__DATA PROVIDED__
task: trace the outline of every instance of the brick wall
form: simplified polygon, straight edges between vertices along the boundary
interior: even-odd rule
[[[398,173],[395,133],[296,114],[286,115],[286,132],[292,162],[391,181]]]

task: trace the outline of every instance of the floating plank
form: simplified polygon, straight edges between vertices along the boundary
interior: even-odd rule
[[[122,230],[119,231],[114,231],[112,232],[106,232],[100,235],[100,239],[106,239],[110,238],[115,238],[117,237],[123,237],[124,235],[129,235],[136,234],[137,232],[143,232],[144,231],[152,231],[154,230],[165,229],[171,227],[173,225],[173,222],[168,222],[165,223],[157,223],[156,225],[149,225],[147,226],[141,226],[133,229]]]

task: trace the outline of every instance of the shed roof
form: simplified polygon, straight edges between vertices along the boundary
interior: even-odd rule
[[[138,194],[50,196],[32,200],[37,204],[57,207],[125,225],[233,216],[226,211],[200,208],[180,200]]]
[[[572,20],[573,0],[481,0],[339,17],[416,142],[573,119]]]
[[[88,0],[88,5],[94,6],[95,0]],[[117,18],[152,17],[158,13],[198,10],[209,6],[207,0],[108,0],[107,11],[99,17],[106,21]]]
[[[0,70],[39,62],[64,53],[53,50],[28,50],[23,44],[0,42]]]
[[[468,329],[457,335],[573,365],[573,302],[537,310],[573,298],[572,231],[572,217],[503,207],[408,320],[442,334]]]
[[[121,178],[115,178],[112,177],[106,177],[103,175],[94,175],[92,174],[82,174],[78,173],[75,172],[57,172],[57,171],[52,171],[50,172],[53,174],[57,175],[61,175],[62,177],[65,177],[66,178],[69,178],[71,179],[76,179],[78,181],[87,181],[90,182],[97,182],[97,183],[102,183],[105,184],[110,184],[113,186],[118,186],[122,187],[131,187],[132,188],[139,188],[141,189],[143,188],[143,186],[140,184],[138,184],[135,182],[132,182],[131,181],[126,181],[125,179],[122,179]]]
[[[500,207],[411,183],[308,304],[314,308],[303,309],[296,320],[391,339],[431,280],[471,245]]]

__EXERCISE DIRECTIONS__
How many lines in the entries above contain the word "every"? Reply with the number alone.

__SOLVED EXERCISE__
3